Fully synthetic, nonbiological structures may seem far from the concerns of biotechnologists, but the actual overlap is quite broad. At the outset, good technological objectives will often stem from a biological inspiration. Then, after an excursion through nonbiological techniques to forge covalent structures, many of the key problems and techniques tend to reconverge. The purification, characterization, and manipulation of solvated macromolecules and macromolecular assemblies will be as important here as in molecular biology; many of the same instruments and intellectual tools will be essential to the enterprise.
Tools
Regardless of whether specifically biological molecules remain the preferred choice for implementing design concepts, ongoing advances in tools for biotechnology will boost molecular machine research. The growth of combinatorial chemistry has strengthened the drive toward high-throughput, automated systems for chemical synthesis and analysis. Improved microfluidic systems — ‘labs on a chip’ — will make experiments faster and cheaper, expanding the utility of trial and error in overcoming limited predictive knowledge and design methods. Micromechanical systems in the form of scanning probe microscopes now enable direct visualization and manipulation of individual macromolecules.

Dataset excerpts ▸
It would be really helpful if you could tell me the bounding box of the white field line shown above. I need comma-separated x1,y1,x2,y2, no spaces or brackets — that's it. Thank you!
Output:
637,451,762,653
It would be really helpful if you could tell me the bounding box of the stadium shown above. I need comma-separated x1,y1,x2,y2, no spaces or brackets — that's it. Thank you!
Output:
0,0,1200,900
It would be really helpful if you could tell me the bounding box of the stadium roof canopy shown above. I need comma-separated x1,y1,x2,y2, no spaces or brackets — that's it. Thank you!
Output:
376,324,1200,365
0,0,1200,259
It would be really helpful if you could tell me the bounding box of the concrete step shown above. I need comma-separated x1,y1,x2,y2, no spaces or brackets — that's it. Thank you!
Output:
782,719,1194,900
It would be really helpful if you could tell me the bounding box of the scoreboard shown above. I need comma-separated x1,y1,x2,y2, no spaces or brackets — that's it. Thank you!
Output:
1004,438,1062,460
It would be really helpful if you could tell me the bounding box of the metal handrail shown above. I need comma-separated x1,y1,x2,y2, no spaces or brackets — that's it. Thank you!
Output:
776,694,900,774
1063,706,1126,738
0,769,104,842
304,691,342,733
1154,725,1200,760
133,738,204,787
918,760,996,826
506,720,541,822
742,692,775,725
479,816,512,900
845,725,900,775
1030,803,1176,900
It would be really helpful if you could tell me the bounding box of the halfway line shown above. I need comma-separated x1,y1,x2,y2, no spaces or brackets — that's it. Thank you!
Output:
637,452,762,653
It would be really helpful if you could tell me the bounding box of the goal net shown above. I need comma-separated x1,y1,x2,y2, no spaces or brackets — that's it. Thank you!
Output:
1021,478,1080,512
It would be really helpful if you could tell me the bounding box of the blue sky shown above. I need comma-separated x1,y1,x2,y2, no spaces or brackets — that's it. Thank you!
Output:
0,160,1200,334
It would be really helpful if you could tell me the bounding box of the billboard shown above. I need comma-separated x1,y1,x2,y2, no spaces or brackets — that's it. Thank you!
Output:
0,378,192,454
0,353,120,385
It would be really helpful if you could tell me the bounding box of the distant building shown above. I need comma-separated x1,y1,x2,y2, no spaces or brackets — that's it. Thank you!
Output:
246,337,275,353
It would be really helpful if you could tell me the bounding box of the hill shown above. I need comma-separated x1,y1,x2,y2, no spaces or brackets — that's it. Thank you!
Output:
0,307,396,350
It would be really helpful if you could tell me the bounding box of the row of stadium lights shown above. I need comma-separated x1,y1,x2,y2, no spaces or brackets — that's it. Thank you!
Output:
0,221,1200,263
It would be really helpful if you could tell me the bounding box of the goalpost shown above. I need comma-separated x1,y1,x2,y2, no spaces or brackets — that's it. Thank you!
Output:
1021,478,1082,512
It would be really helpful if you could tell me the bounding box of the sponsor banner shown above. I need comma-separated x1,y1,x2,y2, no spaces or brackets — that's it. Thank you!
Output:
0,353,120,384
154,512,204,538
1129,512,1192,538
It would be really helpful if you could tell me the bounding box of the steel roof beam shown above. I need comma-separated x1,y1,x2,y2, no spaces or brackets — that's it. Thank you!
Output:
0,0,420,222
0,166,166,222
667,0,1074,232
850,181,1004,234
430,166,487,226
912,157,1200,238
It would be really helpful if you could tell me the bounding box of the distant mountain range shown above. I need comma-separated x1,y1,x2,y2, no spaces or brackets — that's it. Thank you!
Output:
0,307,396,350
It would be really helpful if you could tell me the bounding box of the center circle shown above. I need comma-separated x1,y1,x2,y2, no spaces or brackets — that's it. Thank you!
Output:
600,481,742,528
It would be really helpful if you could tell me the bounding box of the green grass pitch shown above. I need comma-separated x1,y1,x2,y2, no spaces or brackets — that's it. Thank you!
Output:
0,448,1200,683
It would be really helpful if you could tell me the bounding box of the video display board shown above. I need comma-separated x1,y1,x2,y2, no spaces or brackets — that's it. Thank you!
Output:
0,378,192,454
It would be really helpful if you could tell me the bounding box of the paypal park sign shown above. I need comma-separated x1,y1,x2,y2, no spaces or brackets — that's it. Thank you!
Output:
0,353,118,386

Required tasks ▸
1. Rewrite the paragraph of the extracted text that begins "Regardless of whether specifically biological molecules" as a short bulleted list that keeps its main facts.
2. Reproduce the extracted text word for word, from "Fully synthetic, nonbiological" to "to the enterprise.".
Base your work only on the extracted text.

Results for the exercise ▸
1.
- Advances in biotechnology tools will boost molecular machine research, whether or not biological molecules remain the preferred way to implement designs.
- The growth of combinatorial chemistry has pushed toward high-throughput, automated systems for chemical synthesis and analysis.
- Improved microfluidic systems ("labs on a chip") will make experiments faster and cheaper. This expands the use of trial and error where predictive knowledge and design methods are limited.
- Scanning probe microscopes, a form of micromechanical system, now allow individual macromolecules to be seen and manipulated directly.

2.
Fully synthetic, nonbiological structures may seem far from the concerns of biotechnologists, but the actual overlap is quite broad. At the outset, good technological objectives will often stem from a biological inspiration. Then, after an excursion through nonbiological techniques to forge covalent structures, many of the key problems and techniques tend to reconverge. The purification, characterization, and manipulation of solvated macromolecules and macromolecular assemblies will be as important here as in molecular biology; many of the same instruments and intellectual tools will be essential to the enterprise.